> _EXTRACTED TEXT_
###
ECB board member Kocher told markets the bank would cut rates again if euro appreciation proves large enough to reduce inflation forecasts. The statement underscores how currency movements—not just domestic price pressures—now drive policy across major economies. ECB President Christine Lagarde faces parliamentary testimony this week on the bank's easing timeline.

Nigeria's central bank is weighing cuts alongside confirmed moves from South Korea's Bank of Korea and Thailand's central bank. The shift spans developed and emerging markets, contrasting sharply with the aggressive tightening that defined 2022-2023 monetary policy worldwide.

GDP data from India, Germany, and Mexico will test whether officials are cutting preemptively or responding to confirmed weakness. Germany's recovery remains fragile despite recent positive signals, complicating the ECB's calculation on how quickly to ease. Bank of England Governor Andrew Bailey also testifies this week to clarify the UK's policy path.

For banks, lower rates compress lending margins but could boost loan volumes if growth stabilizes. Credit markets may see investors chase yield as rates fall, tightening spreads across asset classes.

Columbia economist Michael Woodford noted that cost-of-living comparisons require examining absolute wage and price levels, not inflation rates—a reminder that rate cuts affect real economic conditions differently than nominal price changes suggest.

The coordinated easing indicates central banks now prioritize growth over lingering inflation concerns. Whether cuts prove premature depends on forthcoming data and how quickly looser policy translates into credit expansion and business investment.
###
> _DATA EXCERPT_
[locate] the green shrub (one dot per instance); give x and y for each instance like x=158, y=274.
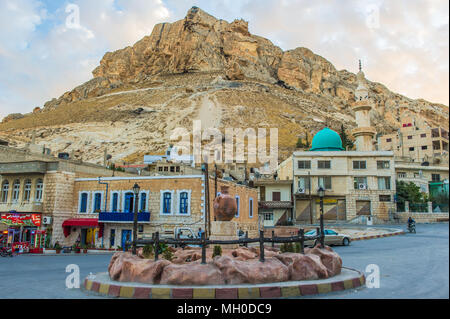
###
> _PROBLEMS TO SOLVE_
1) In the rate-cut article, what would lead the ECB to cut rates again, according to Kocher? Explain in one to three sentences.
2) Answer these questions from the rate-cut article:
(a) Which two central banks have confirmed moves while Nigeria's central bank weighs cuts?
(b) GDP data from which three countries will test whether officials are cutting preemptively?
(c) According to Michael Woodford, what do cost-of-living comparisons require examining?
3) Please echo everything in the rate-cut article from "For banks, lower" down to "and business investment.".

> _SET OF ANSWERS_
1) Kocher said the ECB would cut rates again if the euro appreciates enough to reduce inflation forecasts. Lower projected inflation would give the bank room to ease further.

2)
(a) South Korea's Bank of Korea and Thailand's central bank.
(b) India, Germany, and Mexico.
(c) Absolute wage and price levels, not inflation rates.

3)
For banks, lower rates compress lending margins but could boost loan volumes if growth stabilizes. Credit markets may see investors chase yield as rates fall, tightening spreads across asset classes.

Columbia economist Michael Woodford noted that cost-of-living comparisons require examining absolute wage and price levels, not inflation rates—a reminder that rate cuts affect real economic conditions differently than nominal price changes suggest.

The coordinated easing indicates central banks now prioritize growth over lingering inflation concerns. Whether cuts prove premature depends on forthcoming data and how quickly looser policy translates into credit expansion and business investment.